L’espoir d’un traitement simple et toléré pour la forme la plus rare de la maladie du sommeil
Moins courante que la forme Trypanosoma brucei gambiense, responsable de plus de 95 % des cas de maladie du sommeil, la Trypanosome brucei rhodesiense (r-THA) provoque une infection aiguë et est rapidement mortelle si elle n'est pas traitée. La r-THA est présente dans 13 pays d’Afrique de l'Est et d'Afrique australe dont l’Ouganda, le Malawi, la Zambie et le Zimbabwe. Depuis plusieurs années, le nombre de cas de trypanosomiase humaine africaine ne cesse de diminuer. En 2019, 992 cas ont été recensés, ce qui est selon l’OMS, le nombre le plus faible jamais observé.
A ce jour le traitement de la trypanosomiase humaine africaine qui se transmet essentiellement par piqûre d’une mouche tsé-tsé infectée dépend du stade de la maladie : Pendant la première phase, le parasite présent dans le sang provoque de multiples symptômes : fièvre, maux de tête, fatigue, inflammation des ganglions lymphatiques. Le stade avancé se caractérise par une atteinte du système nerveux central, nécessitant alors le recours à des traitements pouvant franchir la barrière hémato-encéphalique pour atteindre le parasite. Six molécules sont actuellement utilisées dans le traitement de la trypanosomiase dont 4 pour les stades avancés.
Trouver une thérapeutique moins toxique
Après avoir reçu un avis favorable de l’agence européenne du médicament (EMA) en 2018, le fexinidazole figure parmi les molécules pour traiter les deux stades de la forme T.b. gambiense de la maladie. Facile d’utilisation, ce médicament oral pris pendant 10 jours permet de réduire significativement les hospitalisations et le nombre de ponctions lombaires.

Exercice: Reproduisez mot pour mot l'intégralité du texte sur la maladie du sommeil. Ce matériel provient d'une autre source que le texte sur la maladie du sommeil.

Données extraites:

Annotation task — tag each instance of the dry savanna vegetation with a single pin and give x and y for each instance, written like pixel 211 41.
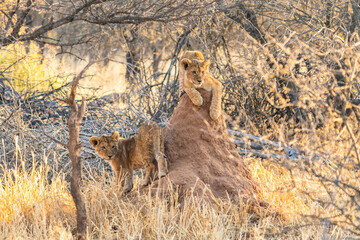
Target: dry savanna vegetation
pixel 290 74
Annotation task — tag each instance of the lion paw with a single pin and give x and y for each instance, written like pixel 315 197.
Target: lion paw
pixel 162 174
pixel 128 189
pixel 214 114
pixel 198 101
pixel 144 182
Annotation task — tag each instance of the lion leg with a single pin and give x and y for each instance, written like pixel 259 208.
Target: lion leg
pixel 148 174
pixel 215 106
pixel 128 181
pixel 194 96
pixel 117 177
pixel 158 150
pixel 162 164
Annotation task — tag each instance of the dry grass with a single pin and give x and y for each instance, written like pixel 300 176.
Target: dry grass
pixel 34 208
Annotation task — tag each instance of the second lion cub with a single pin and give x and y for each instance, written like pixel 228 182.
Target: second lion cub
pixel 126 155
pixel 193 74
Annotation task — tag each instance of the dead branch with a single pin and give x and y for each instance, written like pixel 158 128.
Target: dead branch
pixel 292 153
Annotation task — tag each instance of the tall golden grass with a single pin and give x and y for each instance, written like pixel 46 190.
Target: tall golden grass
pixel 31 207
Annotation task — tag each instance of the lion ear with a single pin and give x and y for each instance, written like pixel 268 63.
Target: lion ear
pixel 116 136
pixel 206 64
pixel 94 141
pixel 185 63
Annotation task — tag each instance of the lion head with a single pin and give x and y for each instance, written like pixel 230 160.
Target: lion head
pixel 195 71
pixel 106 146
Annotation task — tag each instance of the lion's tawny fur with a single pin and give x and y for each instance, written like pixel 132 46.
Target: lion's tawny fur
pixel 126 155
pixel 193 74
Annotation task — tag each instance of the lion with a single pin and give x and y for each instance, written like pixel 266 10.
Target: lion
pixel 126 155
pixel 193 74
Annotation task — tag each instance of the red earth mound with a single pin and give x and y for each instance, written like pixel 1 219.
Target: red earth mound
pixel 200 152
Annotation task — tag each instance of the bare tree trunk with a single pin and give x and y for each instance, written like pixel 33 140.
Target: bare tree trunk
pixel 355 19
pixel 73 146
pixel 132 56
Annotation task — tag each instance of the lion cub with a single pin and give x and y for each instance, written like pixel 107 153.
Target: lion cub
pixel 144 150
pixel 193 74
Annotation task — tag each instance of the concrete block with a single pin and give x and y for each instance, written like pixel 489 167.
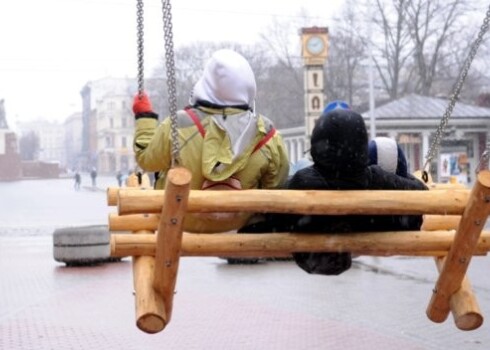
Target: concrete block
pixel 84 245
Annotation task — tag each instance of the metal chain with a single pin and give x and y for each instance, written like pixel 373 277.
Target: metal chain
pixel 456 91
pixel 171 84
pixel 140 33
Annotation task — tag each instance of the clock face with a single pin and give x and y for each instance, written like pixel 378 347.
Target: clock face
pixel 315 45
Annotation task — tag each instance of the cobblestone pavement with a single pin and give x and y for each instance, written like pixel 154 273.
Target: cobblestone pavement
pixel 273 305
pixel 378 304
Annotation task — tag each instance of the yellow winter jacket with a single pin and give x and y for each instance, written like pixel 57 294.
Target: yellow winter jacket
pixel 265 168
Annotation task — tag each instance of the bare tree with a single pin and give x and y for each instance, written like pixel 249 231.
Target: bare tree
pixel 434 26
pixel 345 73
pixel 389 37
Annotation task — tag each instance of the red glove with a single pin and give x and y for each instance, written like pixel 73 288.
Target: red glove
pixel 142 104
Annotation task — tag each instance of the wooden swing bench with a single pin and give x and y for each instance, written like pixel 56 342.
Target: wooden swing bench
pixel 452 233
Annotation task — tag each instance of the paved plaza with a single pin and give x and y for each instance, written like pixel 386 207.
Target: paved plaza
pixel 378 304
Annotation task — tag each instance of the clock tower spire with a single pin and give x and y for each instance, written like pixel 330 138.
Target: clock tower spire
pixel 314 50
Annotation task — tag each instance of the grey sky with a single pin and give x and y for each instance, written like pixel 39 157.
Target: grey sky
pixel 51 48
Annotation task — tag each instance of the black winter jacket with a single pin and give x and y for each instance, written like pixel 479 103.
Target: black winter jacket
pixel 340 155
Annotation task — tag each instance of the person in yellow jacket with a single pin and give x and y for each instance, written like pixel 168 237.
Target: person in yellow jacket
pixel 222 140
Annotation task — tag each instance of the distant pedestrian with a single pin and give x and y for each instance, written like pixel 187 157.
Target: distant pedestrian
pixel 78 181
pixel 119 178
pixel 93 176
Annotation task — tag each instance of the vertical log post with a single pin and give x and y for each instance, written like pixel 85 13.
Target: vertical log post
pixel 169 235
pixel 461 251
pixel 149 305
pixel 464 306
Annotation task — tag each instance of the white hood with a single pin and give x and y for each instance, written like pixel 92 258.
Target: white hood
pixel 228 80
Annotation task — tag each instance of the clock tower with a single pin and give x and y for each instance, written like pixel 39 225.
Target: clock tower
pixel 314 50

Résultat attendu:
L’espoir d’un traitement simple et toléré pour la forme la plus rare de la maladie du sommeil
Moins courante que la forme Trypanosoma brucei gambiense, responsable de plus de 95 % des cas de maladie du sommeil, la Trypanosome brucei rhodesiense (r-THA) provoque une infection aiguë et est rapidement mortelle si elle n'est pas traitée. La r-THA est présente dans 13 pays d’Afrique de l'Est et d'Afrique australe dont l’Ouganda, le Malawi, la Zambie et le Zimbabwe. Depuis plusieurs années, le nombre de cas de trypanosomiase humaine africaine ne cesse de diminuer. En 2019, 992 cas ont été recensés, ce qui est selon l’OMS, le nombre le plus faible jamais observé.
A ce jour le traitement de la trypanosomiase humaine africaine qui se transmet essentiellement par piqûre d’une mouche tsé-tsé infectée dépend du stade de la maladie : Pendant la première phase, le parasite présent dans le sang provoque de multiples symptômes : fièvre, maux de tête, fatigue, inflammation des ganglions lymphatiques. Le stade avancé se caractérise par une atteinte du système nerveux central, nécessitant alors le recours à des traitements pouvant franchir la barrière hémato-encéphalique pour atteindre le parasite. Six molécules sont actuellement utilisées dans le traitement de la trypanosomiase dont 4 pour les stades avancés.
Trouver une thérapeutique moins toxique
Après avoir reçu un avis favorable de l’agence européenne du médicament (EMA) en 2018, le fexinidazole figure parmi les molécules pour traiter les deux stades de la forme T.b. gambiense de la maladie. Facile d’utilisation, ce médicament oral pris pendant 10 jours permet de réduire significativement les hospitalisations et le nombre de ponctions lombaires.